*Goal of the exercise*
For every line in the entries that contains "shorts", show the whole line.

Items from a dataset

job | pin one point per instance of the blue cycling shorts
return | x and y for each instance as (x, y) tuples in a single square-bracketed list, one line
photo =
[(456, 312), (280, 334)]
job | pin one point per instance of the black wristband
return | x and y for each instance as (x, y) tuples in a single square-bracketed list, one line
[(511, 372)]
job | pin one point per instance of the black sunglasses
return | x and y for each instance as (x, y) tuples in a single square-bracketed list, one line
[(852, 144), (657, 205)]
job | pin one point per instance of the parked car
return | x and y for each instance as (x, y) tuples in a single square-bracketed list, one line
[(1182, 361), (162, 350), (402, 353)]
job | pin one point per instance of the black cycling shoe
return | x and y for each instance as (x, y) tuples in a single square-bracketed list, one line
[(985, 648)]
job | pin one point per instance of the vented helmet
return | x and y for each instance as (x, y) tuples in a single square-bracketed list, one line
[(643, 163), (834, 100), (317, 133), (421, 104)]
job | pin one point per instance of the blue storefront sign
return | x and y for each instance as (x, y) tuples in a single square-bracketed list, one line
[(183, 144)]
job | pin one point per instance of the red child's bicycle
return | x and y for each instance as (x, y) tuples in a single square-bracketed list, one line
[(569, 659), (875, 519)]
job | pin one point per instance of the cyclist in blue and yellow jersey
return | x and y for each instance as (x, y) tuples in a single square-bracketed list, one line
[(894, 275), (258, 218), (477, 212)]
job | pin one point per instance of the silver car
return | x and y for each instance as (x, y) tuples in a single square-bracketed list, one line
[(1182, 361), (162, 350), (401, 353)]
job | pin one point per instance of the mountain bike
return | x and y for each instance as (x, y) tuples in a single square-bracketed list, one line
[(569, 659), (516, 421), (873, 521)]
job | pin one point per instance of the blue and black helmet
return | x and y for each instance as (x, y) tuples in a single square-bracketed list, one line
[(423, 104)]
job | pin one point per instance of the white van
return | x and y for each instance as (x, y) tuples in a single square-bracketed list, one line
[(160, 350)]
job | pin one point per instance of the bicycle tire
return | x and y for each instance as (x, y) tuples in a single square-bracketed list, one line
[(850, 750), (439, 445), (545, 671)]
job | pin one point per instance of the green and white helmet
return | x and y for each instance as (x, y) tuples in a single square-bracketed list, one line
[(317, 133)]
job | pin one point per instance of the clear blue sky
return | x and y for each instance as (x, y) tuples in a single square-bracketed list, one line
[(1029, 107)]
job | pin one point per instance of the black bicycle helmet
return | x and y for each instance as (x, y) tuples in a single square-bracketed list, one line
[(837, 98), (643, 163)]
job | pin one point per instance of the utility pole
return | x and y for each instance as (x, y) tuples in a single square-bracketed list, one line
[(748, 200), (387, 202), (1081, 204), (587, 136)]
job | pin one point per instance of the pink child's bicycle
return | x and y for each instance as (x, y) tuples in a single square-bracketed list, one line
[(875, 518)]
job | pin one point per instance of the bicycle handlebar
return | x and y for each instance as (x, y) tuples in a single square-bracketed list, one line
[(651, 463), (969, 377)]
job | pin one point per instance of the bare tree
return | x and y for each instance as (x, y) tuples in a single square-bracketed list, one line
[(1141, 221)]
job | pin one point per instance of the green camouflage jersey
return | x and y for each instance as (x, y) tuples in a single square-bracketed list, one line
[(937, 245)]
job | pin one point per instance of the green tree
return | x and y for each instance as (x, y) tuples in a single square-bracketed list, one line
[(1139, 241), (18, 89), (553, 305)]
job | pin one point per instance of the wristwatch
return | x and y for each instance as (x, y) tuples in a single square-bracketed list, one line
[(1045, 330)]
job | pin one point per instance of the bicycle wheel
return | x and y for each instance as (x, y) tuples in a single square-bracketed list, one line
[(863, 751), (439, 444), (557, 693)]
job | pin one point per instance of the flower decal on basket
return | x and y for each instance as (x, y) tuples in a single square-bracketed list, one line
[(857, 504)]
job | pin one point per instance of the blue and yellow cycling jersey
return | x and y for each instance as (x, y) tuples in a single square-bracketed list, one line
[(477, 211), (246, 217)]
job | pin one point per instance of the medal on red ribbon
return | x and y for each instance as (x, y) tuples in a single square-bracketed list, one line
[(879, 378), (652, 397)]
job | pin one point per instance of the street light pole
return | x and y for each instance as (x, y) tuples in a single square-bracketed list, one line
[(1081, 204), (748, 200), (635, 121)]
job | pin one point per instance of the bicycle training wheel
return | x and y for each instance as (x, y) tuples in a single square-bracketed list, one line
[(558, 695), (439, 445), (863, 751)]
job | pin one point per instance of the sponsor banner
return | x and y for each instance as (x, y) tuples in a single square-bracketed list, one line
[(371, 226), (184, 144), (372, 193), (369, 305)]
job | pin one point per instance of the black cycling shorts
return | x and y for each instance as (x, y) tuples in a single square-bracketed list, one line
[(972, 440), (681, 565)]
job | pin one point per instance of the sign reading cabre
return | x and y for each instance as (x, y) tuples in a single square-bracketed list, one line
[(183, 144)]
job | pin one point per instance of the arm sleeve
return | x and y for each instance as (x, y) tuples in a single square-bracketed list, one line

*Problem solution*
job | pin one point per instance of the blue cycling shorts
job | pin one point per instance of the black cycling shorts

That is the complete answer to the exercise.